The task
From the first line of the data through the line containing "positive clicks: (1018, 442)", transcribe each line exactly. Pictures do not belong in the copy.

*** Given information ***

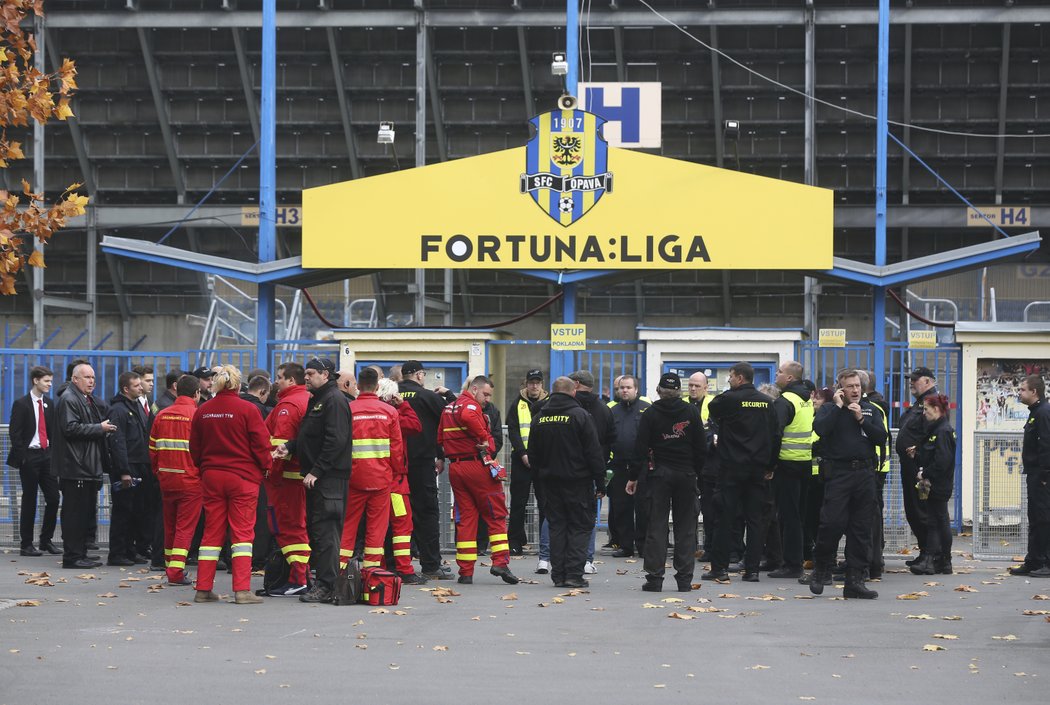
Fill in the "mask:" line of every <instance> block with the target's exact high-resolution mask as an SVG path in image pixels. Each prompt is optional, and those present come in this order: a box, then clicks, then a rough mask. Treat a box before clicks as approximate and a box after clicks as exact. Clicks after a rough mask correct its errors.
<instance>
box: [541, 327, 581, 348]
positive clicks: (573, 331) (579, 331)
mask: <svg viewBox="0 0 1050 705" xmlns="http://www.w3.org/2000/svg"><path fill="white" fill-rule="evenodd" d="M550 349H551V350H587V325H586V324H551V325H550Z"/></svg>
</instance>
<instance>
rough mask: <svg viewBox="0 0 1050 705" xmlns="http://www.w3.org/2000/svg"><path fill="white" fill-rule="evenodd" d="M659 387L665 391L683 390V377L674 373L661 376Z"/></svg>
mask: <svg viewBox="0 0 1050 705" xmlns="http://www.w3.org/2000/svg"><path fill="white" fill-rule="evenodd" d="M657 387H660V388H663V389H681V377H679V376H678V375H676V374H675V373H673V372H667V373H665V374H663V375H660V378H659V385H657Z"/></svg>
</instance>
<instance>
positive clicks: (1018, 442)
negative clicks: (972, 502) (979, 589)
mask: <svg viewBox="0 0 1050 705" xmlns="http://www.w3.org/2000/svg"><path fill="white" fill-rule="evenodd" d="M1024 435H1025V434H1024V432H1022V431H996V432H985V431H979V432H976V433H974V434H973V451H974V468H973V557H974V558H986V559H1000V560H1002V559H1009V558H1012V557H1013V556H1021V555H1024V554H1025V553H1026V552H1027V550H1028V510H1027V507H1028V490H1027V488H1026V485H1025V480H1024V477H1023V475H1022V469H1023V468H1022V462H1021V447H1022V442H1023V441H1024Z"/></svg>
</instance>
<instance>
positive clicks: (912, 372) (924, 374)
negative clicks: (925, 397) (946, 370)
mask: <svg viewBox="0 0 1050 705" xmlns="http://www.w3.org/2000/svg"><path fill="white" fill-rule="evenodd" d="M910 376H911V380H912V381H915V380H916V379H919V377H929V378H930V379H937V375H934V374H933V371H932V370H930V369H929V368H928V367H917V368H916V369H915V370H912V371H911V375H910Z"/></svg>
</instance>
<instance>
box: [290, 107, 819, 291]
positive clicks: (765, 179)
mask: <svg viewBox="0 0 1050 705" xmlns="http://www.w3.org/2000/svg"><path fill="white" fill-rule="evenodd" d="M603 122H604V121H603V120H602V119H601V118H598V117H597V116H594V115H593V113H590V112H586V111H583V110H553V111H551V112H547V113H544V115H541V116H538V117H537V118H533V120H532V125H533V126H534V127H535V130H534V133H535V134H534V137H533V139H532V140H530V141H529V143H528V145H526V146H525V147H520V148H516V149H507V150H504V151H498V152H493V153H488V154H482V155H480V157H472V158H469V159H462V160H456V161H453V162H446V163H443V164H434V165H430V166H425V167H420V168H416V169H409V170H405V171H398V172H394V173H387V174H382V175H378V177H371V178H367V179H358V180H355V181H350V182H343V183H339V184H332V185H330V186H321V187H317V188H311V189H307V190H306V191H303V194H302V205H303V215H306V213H307V212H308V211H309V214H310V215H309V219H307V217H303V230H302V264H303V266H304V267H308V268H355V269H358V268H378V269H384V268H395V267H397V268H408V267H412V268H417V267H418V268H429V269H440V268H461V269H471V268H474V269H559V270H563V269H654V268H655V269H778V270H783V269H805V270H819V269H831V268H832V266H833V265H832V248H833V208H834V202H833V198H832V196H833V192H832V191H831V190H827V189H822V188H816V187H813V186H804V185H801V184H795V183H791V182H784V181H778V180H775V179H766V178H764V177H756V175H753V174H748V173H741V172H739V171H732V170H728V169H718V168H715V167H711V166H705V165H701V164H693V163H690V162H682V161H678V160H672V159H667V158H663V157H655V155H652V154H646V153H642V152H635V151H630V150H626V149H616V148H614V147H609V146H608V145H607V144H606V142H605V140H604V139H602V137H601V131H600V128H601V125H602V123H603ZM613 185H615V189H613Z"/></svg>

*** End of Given information ***

Answer area
Fill in the "mask:" line of every <instance> block with the target's exact high-resolution mask as an SVG path in image pixels. Each prompt is optional, and those present come in this order: a box, then clicks, then a rough mask. Treat a box before clicks as approximate and a box after clicks as exact. Clicks after a rough mask correct its errors.
<instance>
box: [541, 327, 581, 348]
positive clicks: (573, 331) (579, 331)
mask: <svg viewBox="0 0 1050 705" xmlns="http://www.w3.org/2000/svg"><path fill="white" fill-rule="evenodd" d="M550 349H551V350H587V325H586V324H551V325H550Z"/></svg>
</instance>
<instance>
rough mask: <svg viewBox="0 0 1050 705" xmlns="http://www.w3.org/2000/svg"><path fill="white" fill-rule="evenodd" d="M659 387L665 391L683 390V377L674 373L661 376Z"/></svg>
mask: <svg viewBox="0 0 1050 705" xmlns="http://www.w3.org/2000/svg"><path fill="white" fill-rule="evenodd" d="M657 387H660V388H663V389H681V377H679V376H678V375H676V374H675V373H673V372H667V373H665V374H663V375H660V378H659V385H657Z"/></svg>
</instance>
<instance>
positive clicks: (1018, 442)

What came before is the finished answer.